PROBLEM
Transcribe every entry word for word, but skip the images.

THE DATA
=== Section Start ===
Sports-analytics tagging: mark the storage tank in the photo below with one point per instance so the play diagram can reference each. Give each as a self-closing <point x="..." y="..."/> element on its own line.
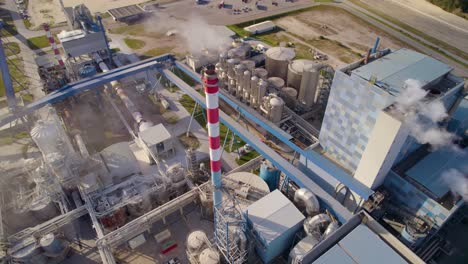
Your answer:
<point x="289" y="96"/>
<point x="246" y="86"/>
<point x="276" y="109"/>
<point x="276" y="83"/>
<point x="301" y="249"/>
<point x="308" y="87"/>
<point x="209" y="256"/>
<point x="277" y="61"/>
<point x="196" y="241"/>
<point x="51" y="244"/>
<point x="270" y="174"/>
<point x="261" y="73"/>
<point x="295" y="71"/>
<point x="249" y="64"/>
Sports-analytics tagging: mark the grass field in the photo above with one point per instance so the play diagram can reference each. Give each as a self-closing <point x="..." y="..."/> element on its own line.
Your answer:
<point x="38" y="42"/>
<point x="18" y="78"/>
<point x="11" y="48"/>
<point x="134" y="43"/>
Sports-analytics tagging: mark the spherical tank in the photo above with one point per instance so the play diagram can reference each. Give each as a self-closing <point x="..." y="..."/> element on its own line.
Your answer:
<point x="289" y="96"/>
<point x="276" y="110"/>
<point x="308" y="88"/>
<point x="295" y="70"/>
<point x="250" y="179"/>
<point x="209" y="256"/>
<point x="276" y="83"/>
<point x="196" y="241"/>
<point x="277" y="60"/>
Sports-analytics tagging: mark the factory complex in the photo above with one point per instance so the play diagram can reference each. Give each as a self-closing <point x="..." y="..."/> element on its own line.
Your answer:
<point x="244" y="152"/>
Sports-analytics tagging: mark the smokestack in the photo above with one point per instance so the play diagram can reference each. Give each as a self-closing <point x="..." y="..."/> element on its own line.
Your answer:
<point x="53" y="44"/>
<point x="210" y="82"/>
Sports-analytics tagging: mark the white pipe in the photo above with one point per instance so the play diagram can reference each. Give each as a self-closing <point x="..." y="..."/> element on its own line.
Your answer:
<point x="312" y="226"/>
<point x="306" y="198"/>
<point x="136" y="114"/>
=== Section End ===
YOUR SOLUTION
Sports-analytics tagging: mark the storage tank in the photo below with one point per instance so the play diagram can reference each. Give each as a self-closing <point x="..." y="..."/> element on its own line.
Your answer:
<point x="289" y="96"/>
<point x="246" y="86"/>
<point x="276" y="109"/>
<point x="276" y="83"/>
<point x="301" y="249"/>
<point x="308" y="87"/>
<point x="209" y="256"/>
<point x="277" y="61"/>
<point x="196" y="241"/>
<point x="51" y="244"/>
<point x="270" y="174"/>
<point x="261" y="73"/>
<point x="295" y="71"/>
<point x="249" y="64"/>
Sports-analytics tagging: mark the grass field in the photo above with one point per instance so the play diagram can reference each. Give each as a self-closing <point x="..." y="..."/> element on its own line.
Your answer:
<point x="38" y="42"/>
<point x="18" y="78"/>
<point x="11" y="48"/>
<point x="134" y="43"/>
Sports-analytics tagging: mark the spherical tank in the photo above with one point per instance so the play diagram can reference each. Give each as a self-closing <point x="..." y="..."/> element on its own line.
Your answer:
<point x="289" y="96"/>
<point x="276" y="110"/>
<point x="308" y="88"/>
<point x="295" y="70"/>
<point x="250" y="179"/>
<point x="209" y="256"/>
<point x="276" y="83"/>
<point x="196" y="241"/>
<point x="277" y="60"/>
Sports-analytics tagging: mark the factory complex in the photo above with one point per instance so the play diagram can reference each. Give each as a self-closing <point x="..." y="..."/> element on its own line.
Your answer:
<point x="244" y="152"/>
Sports-analytics tagging: mark the smokestack in the photo above with one point per instance so the play diagram can reference each. Give each as a self-closing <point x="..." y="..."/> element on its own line.
Your answer:
<point x="53" y="44"/>
<point x="210" y="82"/>
Sports-analytics tagging: mark the white pipe in the photo above with one point per instance so the play diagram can reference each. Give each as a self-closing <point x="..." y="..."/> element on its own line.
Your answer:
<point x="312" y="226"/>
<point x="306" y="198"/>
<point x="136" y="114"/>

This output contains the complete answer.